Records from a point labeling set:
-- Begin --

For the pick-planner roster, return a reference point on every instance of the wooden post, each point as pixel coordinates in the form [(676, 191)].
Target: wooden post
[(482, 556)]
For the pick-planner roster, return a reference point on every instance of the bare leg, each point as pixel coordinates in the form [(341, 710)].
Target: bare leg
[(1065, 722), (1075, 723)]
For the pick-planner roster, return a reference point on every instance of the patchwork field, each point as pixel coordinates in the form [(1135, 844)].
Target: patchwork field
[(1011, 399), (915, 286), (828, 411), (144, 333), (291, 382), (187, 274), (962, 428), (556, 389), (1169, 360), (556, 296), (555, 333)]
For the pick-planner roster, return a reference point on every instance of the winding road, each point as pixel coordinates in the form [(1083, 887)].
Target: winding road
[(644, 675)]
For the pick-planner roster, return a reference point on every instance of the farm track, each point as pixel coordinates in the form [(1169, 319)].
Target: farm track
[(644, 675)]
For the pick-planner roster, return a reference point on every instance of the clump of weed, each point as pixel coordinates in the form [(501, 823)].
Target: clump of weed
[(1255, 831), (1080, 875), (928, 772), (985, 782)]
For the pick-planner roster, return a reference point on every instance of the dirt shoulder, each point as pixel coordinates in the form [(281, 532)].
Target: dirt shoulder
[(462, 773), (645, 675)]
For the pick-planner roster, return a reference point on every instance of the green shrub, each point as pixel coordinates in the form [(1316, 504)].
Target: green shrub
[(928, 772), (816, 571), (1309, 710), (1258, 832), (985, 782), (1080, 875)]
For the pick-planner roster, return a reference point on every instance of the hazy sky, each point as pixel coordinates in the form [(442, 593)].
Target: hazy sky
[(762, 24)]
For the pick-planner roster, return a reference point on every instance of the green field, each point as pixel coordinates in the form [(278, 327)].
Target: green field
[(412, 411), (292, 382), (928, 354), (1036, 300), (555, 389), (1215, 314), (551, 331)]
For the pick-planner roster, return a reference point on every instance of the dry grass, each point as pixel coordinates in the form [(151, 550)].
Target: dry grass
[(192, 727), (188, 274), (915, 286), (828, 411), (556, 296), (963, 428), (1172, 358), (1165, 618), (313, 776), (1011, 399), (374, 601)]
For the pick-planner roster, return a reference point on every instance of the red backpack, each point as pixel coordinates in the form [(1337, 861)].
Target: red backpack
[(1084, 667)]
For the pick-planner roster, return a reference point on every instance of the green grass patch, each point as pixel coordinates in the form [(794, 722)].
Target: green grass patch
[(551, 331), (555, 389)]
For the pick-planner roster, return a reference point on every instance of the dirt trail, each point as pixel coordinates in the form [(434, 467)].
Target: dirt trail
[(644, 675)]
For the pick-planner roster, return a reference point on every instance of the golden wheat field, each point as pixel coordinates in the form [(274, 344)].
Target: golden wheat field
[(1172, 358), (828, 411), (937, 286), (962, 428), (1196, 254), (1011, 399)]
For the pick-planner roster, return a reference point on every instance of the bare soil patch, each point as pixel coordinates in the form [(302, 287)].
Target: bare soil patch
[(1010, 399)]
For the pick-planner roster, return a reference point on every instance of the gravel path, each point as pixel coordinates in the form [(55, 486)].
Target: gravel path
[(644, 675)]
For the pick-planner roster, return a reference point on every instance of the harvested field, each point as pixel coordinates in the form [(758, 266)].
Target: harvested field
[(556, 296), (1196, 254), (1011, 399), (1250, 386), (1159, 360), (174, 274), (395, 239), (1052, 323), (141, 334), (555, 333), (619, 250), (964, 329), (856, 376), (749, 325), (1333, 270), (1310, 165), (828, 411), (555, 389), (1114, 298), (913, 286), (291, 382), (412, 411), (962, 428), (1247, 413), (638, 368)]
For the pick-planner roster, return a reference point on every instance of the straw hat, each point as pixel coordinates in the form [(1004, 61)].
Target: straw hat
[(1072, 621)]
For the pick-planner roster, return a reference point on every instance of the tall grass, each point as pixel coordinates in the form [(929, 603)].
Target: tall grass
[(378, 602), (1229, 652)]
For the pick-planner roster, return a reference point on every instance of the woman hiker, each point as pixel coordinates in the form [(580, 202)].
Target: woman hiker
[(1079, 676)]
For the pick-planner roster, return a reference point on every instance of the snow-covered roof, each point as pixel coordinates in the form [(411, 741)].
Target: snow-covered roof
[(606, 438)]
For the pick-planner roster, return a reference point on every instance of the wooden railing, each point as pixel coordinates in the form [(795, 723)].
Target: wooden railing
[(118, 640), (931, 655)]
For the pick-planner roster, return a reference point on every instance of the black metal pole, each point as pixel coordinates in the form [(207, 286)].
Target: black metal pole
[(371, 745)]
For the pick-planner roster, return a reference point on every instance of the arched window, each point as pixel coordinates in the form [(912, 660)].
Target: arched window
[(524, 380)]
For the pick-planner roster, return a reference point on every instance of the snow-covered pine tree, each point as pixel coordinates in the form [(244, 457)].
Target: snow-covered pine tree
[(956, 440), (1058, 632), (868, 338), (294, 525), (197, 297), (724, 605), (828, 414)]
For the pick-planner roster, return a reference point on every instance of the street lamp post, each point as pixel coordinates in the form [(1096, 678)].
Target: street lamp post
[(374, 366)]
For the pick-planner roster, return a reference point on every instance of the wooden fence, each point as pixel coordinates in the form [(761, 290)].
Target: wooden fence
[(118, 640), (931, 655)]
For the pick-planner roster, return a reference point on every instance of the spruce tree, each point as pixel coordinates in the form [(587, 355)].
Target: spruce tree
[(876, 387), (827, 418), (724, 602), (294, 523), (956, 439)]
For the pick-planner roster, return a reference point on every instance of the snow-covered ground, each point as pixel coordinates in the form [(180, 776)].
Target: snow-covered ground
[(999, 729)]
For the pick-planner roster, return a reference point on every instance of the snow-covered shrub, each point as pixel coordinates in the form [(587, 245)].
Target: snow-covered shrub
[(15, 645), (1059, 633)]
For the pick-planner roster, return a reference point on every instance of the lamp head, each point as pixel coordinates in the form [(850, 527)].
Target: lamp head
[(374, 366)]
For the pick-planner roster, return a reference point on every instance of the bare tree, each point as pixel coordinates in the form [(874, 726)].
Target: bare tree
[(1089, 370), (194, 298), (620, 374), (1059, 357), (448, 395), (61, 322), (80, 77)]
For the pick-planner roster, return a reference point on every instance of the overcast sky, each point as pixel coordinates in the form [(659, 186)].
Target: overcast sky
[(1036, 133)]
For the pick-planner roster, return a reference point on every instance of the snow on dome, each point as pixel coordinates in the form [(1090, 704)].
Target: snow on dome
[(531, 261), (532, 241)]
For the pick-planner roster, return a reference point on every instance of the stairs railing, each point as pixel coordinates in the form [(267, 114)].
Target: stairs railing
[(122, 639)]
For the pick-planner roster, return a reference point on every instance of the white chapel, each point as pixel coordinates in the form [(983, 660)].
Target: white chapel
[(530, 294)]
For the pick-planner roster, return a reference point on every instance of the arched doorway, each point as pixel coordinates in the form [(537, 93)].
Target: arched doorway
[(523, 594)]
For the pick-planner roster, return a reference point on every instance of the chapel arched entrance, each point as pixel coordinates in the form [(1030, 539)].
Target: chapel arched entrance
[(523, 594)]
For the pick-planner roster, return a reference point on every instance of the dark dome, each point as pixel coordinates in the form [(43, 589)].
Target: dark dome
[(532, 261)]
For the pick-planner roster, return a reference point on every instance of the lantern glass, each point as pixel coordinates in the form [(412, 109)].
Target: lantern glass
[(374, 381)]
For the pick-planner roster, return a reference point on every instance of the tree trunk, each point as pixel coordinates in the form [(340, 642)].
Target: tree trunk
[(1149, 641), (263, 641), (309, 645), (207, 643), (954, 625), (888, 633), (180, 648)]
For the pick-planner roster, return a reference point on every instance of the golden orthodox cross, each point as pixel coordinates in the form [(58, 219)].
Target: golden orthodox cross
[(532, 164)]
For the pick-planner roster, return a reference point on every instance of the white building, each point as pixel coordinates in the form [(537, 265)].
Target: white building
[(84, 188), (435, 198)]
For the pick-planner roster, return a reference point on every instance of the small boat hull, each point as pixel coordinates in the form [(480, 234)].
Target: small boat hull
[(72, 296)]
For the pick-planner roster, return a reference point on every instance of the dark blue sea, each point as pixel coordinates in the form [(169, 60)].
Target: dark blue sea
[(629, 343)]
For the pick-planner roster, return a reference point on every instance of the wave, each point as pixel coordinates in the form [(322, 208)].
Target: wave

-- End --

* **Short task**
Reproduce everything in the entries above from the line containing "form [(1004, 61)]." down to the line containing "[(371, 745)]", both of those lines included.

* **Solution to the exercise**
For the pick-planner roster, return a reference point on every instance of the straw hat, each point as pixel coordinates in the form [(1004, 61)].
Target: straw hat
[(1072, 621)]
For the pick-planner roster, return a reference point on every instance of the tall grass, each point as pixel coordinates in the form [(929, 603)].
Target: tall grass
[(378, 602), (1229, 652)]
For the pick-planner roster, return a reference point on every instance of the woman hiker, each point as pixel coordinates in the form [(580, 202)].
Target: woman hiker
[(1079, 676)]
For the pick-planner roster, return a reference point on every instance of the snow-covered roof, each point as pixel coordinates in the form [(411, 741)].
Target: snow-covered roof
[(606, 438)]
For the pick-planner roster, return a reference point on every instance of the wooden railing, each point as pixel coordinates in the form [(795, 723)].
Target: wooden railing
[(118, 640), (931, 655)]
For the pick-planner roster, return a reference point on every instance of the black metal pole, each point as pixel coordinates in the form [(207, 286)].
Target: black metal pole
[(371, 745)]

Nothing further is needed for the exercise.